REQUIRED WORK — Pick out each line in the listing below that contains the word "lawn" and copy those lines.
########
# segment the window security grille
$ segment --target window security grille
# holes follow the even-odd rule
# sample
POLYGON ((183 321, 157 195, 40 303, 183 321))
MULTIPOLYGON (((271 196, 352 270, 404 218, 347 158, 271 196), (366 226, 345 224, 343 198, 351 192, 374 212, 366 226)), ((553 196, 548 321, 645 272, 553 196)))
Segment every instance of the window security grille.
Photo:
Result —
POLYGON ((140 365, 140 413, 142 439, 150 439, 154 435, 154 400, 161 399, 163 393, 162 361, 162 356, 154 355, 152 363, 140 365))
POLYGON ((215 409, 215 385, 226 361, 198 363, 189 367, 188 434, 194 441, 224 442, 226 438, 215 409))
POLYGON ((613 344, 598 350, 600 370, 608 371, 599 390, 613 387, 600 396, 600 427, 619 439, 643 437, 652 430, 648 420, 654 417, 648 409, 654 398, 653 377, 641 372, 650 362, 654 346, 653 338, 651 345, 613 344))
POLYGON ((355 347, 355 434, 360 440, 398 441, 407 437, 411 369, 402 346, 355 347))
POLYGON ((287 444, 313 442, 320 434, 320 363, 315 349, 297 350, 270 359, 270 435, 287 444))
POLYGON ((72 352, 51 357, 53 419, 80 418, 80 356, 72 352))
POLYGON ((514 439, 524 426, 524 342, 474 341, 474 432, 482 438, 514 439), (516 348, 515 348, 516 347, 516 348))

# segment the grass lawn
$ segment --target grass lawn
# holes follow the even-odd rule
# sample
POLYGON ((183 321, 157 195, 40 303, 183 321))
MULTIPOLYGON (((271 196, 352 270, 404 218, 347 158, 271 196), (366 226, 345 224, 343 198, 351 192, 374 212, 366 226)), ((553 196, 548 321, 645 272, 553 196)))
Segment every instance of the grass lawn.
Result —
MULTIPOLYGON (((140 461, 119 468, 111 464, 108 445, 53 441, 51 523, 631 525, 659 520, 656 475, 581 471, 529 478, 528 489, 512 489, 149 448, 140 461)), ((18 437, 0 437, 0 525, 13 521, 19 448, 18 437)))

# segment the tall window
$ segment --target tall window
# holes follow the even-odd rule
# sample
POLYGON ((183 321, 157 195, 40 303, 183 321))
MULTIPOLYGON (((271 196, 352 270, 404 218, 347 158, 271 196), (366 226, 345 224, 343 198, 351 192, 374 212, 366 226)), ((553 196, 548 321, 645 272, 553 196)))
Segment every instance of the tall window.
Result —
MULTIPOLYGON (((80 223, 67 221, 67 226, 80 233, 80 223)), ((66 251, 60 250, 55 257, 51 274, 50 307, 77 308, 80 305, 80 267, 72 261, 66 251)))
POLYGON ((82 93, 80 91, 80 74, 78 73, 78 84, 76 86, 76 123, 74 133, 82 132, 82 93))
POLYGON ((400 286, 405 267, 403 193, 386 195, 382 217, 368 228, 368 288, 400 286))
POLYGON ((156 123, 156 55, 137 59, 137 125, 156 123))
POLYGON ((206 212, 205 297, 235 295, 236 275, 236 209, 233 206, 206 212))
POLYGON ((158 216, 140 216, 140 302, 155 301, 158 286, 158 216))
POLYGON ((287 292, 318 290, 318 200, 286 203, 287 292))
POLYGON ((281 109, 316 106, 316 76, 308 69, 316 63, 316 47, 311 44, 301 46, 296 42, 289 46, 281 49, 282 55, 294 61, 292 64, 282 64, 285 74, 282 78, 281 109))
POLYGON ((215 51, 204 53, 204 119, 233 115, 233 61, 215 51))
########
WRITTEN REPLY —
# segment the grass lawn
$ segment --target grass lawn
Segment every instance of the grass lawn.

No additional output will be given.